*Text provided:*
- - - -

# Hammock on my 25' sloop?



## kwaltersmi (Aug 14, 2006)

Here's a silly question: Can I hang a hammock from the forestay and mast of my 25 foot sloop? Will the forestay and mast support my 200lbs? I'm assuming they will and that the forces of the wind when sailing far exceed my mass, but I thought I'd ask before I have to post a thread titled "Help! I snapped my mast by installing a hammock!" 

And yes, I'm prepared for the "Why would you want to put a hammock on your boat" posts.


----------



## timebandit (Sep 18, 2002)

I have a really great hammock in my back yard. I thought I would put it on my 25 foot boat. I took it off the stand and out to the boat I went.

First I tied it to the mast above the boom and then to the top of the pulpit. It looked great but when I got in it "bam" my ass hit the deck. I looked at tieing it higher but the angles said that would not work.

I tried it back over the cockpit. I tied one end on the mast at the same hight as before and the other to the pushpit. It hung about 6 feet above the cockpit, untill, I got in. It then sagged and put the middle of my back on the edge of the house roof.

No Joy.

I am 200# and I did try to run it up the forstay shortening the hammock to the first set of its spreaders.
The stay held the weight ok and that is on a supposed under sized mac stay.

I am still looking for a shorter hammock.

Rick


----------



## Plumper (Nov 21, 2007)

I hang mine there on a 33' boat all the time.


----------



## heinzir (Jul 25, 2000)

I use a cheap camper's hammock between the mast and forestay on my 23' boat. Not good for sleeping but great for reading or watching the sunset.

- - - -

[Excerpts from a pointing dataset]
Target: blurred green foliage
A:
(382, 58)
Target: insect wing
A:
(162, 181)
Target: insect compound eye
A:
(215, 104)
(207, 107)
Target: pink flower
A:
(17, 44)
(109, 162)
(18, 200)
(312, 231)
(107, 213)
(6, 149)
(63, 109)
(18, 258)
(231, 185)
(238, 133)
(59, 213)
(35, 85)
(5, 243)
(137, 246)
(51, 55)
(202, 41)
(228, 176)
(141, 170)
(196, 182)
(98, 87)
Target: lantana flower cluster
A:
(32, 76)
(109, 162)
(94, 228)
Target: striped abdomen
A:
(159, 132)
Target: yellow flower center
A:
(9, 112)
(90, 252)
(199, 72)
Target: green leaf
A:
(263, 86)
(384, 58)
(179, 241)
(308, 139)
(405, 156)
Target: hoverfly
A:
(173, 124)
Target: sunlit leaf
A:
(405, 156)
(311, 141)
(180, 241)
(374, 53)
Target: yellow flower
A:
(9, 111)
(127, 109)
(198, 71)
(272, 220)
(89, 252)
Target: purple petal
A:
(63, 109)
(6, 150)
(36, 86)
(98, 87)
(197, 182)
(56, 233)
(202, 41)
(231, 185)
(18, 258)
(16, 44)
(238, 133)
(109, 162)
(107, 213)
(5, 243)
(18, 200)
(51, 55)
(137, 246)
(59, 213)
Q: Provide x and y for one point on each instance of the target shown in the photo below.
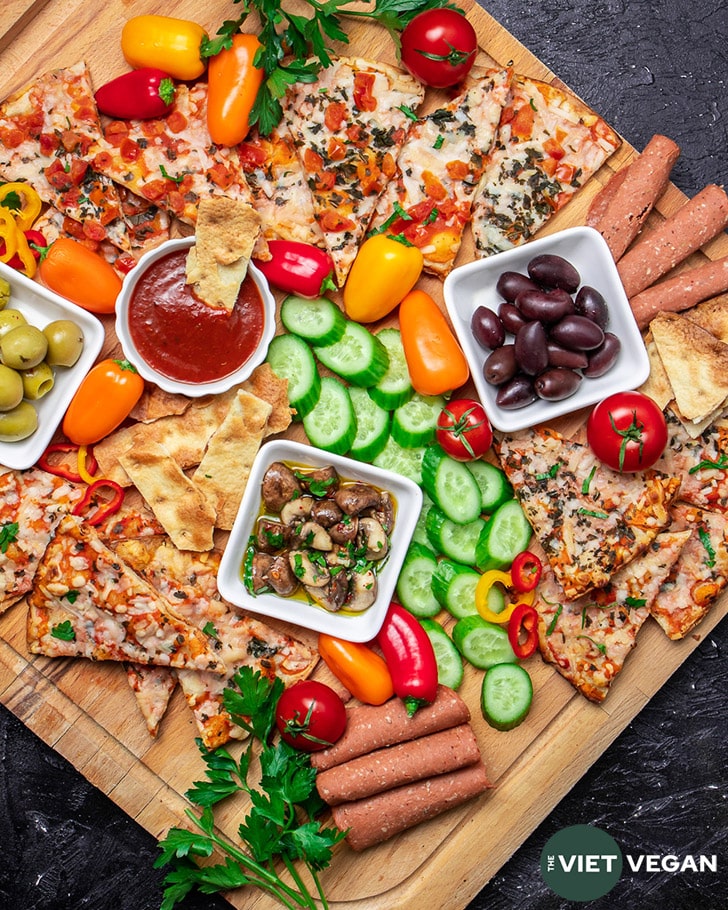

- - - -

*Set tasks:*
1. In the hammock thread, what does heinzir say the camper's hammock is great for?
2. From the hammock thread, write out the stretch from "And yes, I'm" through "boat I went.".
The data above has no role in this work.

*Complete answers:*
1. Reading or watching the sunset.

2.
And yes, I'm prepared for the "Why would you want to put a hammock on your boat" posts.


----------



## timebandit (Sep 18, 2002)

I have a really great hammock in my back yard. I thought I would put it on my 25 foot boat. I took it off the stand and out to the boat I went.